→ PROBLEM TO SOLVE
Print, exactly and completely, every entry in the data.

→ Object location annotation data
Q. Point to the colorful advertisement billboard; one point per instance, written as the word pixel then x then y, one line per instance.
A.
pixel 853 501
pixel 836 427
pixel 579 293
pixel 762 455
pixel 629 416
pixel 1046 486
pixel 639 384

→ OUTPUT FOR THIS TASK
Q. Point to the colorful advertisement billboard; one point per instance, written as the word pixel then x then y, one line per instance.
A.
pixel 853 501
pixel 836 427
pixel 579 293
pixel 762 455
pixel 629 416
pixel 1046 486
pixel 639 384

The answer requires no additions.